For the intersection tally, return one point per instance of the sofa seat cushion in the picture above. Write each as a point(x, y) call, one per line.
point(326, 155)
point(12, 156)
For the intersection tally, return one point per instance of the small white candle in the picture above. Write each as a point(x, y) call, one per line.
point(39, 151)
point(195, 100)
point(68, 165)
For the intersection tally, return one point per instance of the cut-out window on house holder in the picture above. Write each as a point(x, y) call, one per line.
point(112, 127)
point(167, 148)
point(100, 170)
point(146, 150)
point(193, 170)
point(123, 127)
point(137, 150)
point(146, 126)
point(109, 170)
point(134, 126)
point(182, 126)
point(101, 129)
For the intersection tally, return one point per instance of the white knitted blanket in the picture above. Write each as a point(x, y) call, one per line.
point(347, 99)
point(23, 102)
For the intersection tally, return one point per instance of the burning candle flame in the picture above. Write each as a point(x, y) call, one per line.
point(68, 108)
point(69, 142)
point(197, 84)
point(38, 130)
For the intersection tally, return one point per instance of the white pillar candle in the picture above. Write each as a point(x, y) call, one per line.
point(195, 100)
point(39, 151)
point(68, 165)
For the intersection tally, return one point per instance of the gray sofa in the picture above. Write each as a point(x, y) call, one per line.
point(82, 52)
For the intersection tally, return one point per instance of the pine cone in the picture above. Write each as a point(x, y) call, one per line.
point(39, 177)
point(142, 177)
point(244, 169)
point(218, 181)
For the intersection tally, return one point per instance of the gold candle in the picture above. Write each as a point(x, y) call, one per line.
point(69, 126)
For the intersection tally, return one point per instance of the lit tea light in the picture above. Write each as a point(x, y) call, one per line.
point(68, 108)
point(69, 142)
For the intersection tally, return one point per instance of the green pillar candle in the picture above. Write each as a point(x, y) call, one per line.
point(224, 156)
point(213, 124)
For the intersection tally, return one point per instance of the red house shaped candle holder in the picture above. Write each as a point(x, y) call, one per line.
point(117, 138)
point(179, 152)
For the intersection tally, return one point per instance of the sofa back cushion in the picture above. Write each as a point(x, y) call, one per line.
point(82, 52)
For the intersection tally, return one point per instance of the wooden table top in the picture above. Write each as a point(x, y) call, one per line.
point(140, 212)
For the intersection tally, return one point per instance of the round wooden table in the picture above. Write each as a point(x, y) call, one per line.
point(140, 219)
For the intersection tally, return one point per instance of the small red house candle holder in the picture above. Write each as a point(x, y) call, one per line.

# # # # # # #

Starting at the line that contains "the red house" and stopping after the line that contains "point(140, 219)", rewrite those lines of material with "tally" changed to "count" and nothing else altered.

▶ [Response to this exercise]
For the intersection count, return one point per instance of the red house shaped candle holder in the picture above. Write each as a point(x, y) call, one per line.
point(117, 138)
point(179, 152)
For the intersection count, return one point per instance of the sofa back cushion in the picture above. Write each as a point(x, y) call, one per line.
point(82, 52)
For the intersection count, return one point per instance of the wooden table top in the picture above. Write each as a point(x, y) call, one per line.
point(140, 212)
For the intersection count, return one point per instance of the round wooden table in the picture above. Write each as a point(x, y) call, one per line.
point(140, 219)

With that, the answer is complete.